* **Compito 1**
Nell'estratto sull'apnea, che cosa consiglia Guarnaccia di fare con il compagno durante le discese?
* **Compito 2**
Continua l'estratto sull'apnea a partire dalla sua ultima frase.

Gli istruttori danno un elenco di consigli e precauzioni per praticare un’apnea consapevole – sia come disciplina pura, sia applicata alla pesca subacquea – affinché sia un’attività di benessere. Primo: l’apnea non va mai praticata da soli. «Serve sempre un compagno presente e almeno del nostro livello a cui affidare la nostra sicurezza – spiega Guarnaccia – Se non è in grado di scendere alle stesse mie quote, non mi potrà aiutare. Se fosse addestrato anche in pratiche di rianimazione sarebbe il massimo. Il consiglio è dunque alternarsi nelle discese e sorvegliarsi dall’alto».

Secondo: conoscere le modifiche che il nostro organismo subisce durante l’apnea subacquea. «Disidratazione e adattamento alla profondità soprattutto. Durante una battuta di pesca subacquea non si avverte la sete, invece il nostro corpo ha bisogno di idratarsi. Ma se non si sa, non si beve andando incontro a rischi. Scendendo a certe quote, poi, serve compensare la pressione che aumenta e agisce sui timpani: bisogna ripristinare i volumi dell’orecchio, introducendo aria nell’orecchio medio con una manovra che va imparata e che è tanto più difficile quanto più si va in profondità».

* **Righe fornite**

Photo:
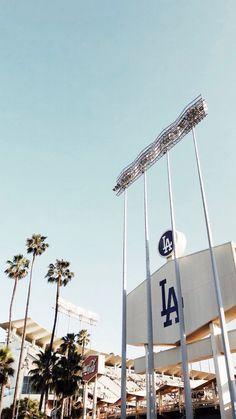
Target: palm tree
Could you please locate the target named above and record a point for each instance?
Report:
* * *
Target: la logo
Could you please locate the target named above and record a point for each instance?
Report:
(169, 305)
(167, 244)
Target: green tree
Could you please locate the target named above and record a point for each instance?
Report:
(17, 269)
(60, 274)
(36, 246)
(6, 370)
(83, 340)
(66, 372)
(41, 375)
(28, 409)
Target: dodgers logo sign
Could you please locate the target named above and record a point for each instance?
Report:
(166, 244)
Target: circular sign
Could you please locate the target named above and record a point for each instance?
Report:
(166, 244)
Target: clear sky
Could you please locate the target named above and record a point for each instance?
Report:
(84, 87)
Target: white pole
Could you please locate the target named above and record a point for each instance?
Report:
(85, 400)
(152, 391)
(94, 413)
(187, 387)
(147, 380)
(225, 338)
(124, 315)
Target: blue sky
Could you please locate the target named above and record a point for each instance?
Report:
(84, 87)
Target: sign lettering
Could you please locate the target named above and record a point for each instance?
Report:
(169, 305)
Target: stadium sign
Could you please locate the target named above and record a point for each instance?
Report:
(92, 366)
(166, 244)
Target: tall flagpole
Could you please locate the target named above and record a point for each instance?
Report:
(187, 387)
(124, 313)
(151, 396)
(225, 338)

* **Risultato 1**
Alternarsi nelle discese e sorvegliarsi dall'alto.

* **Risultato 2**
Terzo: conquistare la profondità in modo graduale. «La pressione aumenta di un’atmosfera ogni dieci metri, bisogna adattarsi a poco a poco. Da errori nelle manovre di compensazione possono derivare patologie a carico dell’orecchio, come la lacerazione del timpano, o ai polmoni, come l’edema polmonare, per cui è possibile anche avere una predisposizione genetica».

Quarto: non tenere in bocca lo snorkel, cioè l’aereatore. «Molte riviste di pesca fanno vedere il sub con il tubo in bocca, invece va tenuto solo in superficie per arearsi, non durante l’immersione. E’ una banale precauzione che evita diversi rischi».

Quinto: bisogna sempre ascoltare il proprio corpo. «L’apnea è una disciplina fortemente introspettiva, l’ascolto interiore è molto più spinto che in altri sport. E’ necessario prestare attenzione alle nostre sensazioni, perché ci troviamo in un ambiente estraneo. I meccanismi di adattamento vanno allenati, non è una cosa immediata: la gestione dell’ansia, la capacità di dominare emozioni, vanno curati con un training mentale».

Sesto: avere cura del proprio equipaggiamento.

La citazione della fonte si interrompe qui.